## START
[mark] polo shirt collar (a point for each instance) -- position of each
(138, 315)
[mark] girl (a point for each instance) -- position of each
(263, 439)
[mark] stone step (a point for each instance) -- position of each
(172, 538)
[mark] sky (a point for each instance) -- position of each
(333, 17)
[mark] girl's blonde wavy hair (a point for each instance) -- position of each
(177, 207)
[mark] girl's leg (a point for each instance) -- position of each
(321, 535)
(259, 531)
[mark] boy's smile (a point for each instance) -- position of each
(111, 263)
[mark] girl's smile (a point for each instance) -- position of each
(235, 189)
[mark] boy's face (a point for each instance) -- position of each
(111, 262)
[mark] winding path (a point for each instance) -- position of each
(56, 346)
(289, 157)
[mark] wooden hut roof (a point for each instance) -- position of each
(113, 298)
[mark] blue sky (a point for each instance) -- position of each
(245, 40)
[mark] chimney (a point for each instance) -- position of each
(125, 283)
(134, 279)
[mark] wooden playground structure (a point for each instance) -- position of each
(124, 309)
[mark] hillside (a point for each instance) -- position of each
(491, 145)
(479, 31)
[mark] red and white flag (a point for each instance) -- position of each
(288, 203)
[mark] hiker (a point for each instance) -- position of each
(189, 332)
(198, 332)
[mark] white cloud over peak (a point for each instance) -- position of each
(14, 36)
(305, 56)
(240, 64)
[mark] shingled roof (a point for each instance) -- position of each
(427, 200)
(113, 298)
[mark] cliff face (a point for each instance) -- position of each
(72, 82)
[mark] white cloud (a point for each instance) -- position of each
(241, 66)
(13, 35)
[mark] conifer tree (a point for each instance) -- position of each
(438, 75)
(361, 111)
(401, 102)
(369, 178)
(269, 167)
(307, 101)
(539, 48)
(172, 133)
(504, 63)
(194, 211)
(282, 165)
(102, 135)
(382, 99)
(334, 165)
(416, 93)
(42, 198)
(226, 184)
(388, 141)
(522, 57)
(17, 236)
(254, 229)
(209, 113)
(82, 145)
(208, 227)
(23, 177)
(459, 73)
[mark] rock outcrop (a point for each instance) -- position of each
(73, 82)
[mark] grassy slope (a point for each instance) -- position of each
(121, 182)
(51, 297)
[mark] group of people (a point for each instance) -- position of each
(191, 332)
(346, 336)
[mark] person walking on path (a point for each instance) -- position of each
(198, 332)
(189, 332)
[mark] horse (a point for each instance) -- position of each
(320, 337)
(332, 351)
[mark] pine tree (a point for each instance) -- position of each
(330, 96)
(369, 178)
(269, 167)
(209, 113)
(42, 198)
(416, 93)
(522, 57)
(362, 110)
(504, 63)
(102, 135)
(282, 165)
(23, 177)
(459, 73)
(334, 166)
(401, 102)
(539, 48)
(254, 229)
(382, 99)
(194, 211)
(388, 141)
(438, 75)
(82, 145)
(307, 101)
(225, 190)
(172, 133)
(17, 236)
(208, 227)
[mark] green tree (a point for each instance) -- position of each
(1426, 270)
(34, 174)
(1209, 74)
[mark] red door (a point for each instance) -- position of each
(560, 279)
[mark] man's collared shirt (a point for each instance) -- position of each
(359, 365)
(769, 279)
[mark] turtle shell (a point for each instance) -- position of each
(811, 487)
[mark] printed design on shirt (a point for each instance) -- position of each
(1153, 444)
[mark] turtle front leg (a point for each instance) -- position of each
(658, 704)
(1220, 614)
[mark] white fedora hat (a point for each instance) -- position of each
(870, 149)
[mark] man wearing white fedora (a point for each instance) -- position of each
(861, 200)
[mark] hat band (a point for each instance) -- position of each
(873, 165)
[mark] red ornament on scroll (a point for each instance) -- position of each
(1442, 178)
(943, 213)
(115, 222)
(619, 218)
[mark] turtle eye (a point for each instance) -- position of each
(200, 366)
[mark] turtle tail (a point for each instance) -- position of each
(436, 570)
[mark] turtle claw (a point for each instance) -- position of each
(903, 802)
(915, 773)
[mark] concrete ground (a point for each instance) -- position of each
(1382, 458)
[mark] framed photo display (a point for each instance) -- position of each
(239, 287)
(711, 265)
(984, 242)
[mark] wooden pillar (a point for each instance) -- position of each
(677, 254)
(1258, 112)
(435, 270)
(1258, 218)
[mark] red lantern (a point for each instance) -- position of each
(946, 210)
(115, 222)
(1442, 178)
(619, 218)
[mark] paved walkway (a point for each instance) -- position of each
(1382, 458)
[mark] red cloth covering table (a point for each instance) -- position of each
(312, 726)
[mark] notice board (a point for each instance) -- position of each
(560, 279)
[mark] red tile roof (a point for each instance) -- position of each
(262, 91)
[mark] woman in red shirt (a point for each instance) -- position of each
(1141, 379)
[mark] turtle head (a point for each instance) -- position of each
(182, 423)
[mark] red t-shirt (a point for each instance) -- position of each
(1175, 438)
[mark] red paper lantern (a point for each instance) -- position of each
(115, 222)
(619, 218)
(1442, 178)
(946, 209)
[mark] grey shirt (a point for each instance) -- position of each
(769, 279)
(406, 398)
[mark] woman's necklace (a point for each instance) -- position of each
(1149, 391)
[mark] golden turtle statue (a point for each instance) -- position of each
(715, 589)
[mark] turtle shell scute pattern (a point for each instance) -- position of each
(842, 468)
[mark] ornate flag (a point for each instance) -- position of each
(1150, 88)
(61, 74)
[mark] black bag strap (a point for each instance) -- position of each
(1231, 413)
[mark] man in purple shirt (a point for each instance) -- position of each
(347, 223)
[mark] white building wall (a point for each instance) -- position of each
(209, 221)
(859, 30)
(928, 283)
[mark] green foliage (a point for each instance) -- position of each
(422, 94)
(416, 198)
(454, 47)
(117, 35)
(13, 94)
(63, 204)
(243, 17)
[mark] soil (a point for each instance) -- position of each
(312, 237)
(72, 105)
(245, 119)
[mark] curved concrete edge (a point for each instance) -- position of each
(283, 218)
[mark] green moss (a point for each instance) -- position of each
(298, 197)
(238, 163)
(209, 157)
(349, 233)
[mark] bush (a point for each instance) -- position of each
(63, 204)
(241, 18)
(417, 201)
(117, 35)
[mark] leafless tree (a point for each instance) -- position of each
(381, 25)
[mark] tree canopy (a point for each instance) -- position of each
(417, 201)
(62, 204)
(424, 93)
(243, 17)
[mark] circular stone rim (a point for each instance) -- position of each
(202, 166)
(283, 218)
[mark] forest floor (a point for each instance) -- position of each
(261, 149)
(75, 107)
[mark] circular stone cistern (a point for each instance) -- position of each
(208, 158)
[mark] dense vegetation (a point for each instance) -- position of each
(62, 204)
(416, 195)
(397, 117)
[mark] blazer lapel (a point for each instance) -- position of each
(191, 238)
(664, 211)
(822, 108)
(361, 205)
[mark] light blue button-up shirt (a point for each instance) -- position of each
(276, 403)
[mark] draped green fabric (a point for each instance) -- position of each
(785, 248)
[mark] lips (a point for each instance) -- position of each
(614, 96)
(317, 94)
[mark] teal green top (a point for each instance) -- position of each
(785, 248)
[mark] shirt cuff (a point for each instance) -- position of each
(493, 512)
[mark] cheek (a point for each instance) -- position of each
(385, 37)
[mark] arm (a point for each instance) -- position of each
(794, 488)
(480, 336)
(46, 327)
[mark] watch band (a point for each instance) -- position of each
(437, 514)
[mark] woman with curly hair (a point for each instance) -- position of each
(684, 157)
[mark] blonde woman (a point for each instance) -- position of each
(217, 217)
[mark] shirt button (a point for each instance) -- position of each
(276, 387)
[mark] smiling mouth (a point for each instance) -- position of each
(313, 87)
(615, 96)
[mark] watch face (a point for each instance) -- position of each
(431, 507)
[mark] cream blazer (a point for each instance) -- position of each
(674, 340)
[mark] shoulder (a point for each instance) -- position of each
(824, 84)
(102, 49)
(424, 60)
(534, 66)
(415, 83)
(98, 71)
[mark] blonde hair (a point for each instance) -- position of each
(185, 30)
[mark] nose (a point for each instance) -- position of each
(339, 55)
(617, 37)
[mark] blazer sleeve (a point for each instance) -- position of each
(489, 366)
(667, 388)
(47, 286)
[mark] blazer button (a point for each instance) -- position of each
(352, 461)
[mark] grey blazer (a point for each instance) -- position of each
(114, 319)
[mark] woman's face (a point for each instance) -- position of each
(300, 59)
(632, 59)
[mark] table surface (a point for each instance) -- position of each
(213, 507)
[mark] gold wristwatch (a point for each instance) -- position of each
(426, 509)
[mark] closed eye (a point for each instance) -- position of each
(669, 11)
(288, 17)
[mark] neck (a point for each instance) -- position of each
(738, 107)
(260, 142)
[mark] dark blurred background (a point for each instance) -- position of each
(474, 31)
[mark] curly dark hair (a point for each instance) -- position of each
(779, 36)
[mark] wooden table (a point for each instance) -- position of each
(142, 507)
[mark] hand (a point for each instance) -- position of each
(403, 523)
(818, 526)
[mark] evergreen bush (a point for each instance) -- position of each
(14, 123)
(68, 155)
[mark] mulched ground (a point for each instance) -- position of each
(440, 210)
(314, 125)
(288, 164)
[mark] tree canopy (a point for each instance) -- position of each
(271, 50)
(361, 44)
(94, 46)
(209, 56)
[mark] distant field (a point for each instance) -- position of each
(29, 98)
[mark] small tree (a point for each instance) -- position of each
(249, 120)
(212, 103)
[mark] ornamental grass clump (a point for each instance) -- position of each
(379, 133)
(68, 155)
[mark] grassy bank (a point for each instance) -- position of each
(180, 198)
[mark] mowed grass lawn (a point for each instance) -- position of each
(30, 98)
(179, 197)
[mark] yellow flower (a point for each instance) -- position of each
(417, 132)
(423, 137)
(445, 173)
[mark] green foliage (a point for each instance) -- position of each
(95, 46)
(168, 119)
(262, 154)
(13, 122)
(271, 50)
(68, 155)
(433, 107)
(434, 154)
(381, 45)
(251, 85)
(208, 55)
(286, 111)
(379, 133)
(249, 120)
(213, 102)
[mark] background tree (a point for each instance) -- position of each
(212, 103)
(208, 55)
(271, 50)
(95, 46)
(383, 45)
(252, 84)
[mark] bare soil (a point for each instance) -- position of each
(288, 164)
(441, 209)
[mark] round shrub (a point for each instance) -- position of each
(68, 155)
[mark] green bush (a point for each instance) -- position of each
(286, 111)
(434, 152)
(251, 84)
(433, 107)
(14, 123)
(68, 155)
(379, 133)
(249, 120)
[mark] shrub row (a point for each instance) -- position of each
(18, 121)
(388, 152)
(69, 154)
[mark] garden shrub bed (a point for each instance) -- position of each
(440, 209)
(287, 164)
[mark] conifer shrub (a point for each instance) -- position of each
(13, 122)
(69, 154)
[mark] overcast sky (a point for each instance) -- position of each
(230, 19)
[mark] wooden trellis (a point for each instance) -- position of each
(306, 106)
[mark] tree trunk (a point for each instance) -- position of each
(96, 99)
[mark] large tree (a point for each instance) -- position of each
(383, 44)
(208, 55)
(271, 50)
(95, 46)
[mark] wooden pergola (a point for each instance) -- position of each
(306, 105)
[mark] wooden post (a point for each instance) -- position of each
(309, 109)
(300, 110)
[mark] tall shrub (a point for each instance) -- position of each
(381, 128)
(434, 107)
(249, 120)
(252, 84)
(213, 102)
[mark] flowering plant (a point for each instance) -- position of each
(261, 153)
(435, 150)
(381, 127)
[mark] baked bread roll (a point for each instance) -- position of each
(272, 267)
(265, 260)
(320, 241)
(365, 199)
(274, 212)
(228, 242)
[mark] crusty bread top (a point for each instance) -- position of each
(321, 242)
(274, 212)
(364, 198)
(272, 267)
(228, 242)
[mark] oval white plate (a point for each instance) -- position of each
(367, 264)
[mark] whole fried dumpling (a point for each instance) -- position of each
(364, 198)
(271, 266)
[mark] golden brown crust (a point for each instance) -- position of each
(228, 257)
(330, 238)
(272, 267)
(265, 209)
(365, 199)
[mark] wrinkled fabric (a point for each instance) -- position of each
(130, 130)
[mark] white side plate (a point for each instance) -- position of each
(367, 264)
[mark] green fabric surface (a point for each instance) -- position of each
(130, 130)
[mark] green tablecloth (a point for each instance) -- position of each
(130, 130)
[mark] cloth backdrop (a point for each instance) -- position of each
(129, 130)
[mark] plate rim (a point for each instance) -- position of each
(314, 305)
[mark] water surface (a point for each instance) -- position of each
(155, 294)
## END
What the task requires. Copy the lines of the entries from the line containing "[mark] white side" through the final line of the entries, inclusive, and substitute "background" for "backdrop" while leaving everything else unchanged.

Solved problem.
[mark] white side plate (a point for each instance) -- position of each
(367, 264)
[mark] green fabric surface (a point for each instance) -- position of each
(130, 130)
[mark] green tablecloth (a point for each instance) -- position of each
(130, 130)
[mark] cloth background (a point for each instance) -- position of each
(129, 130)
[mark] plate rim (a point for each instance) -- position of each
(314, 305)
[mark] water surface (a point for each instance) -- position of each
(155, 294)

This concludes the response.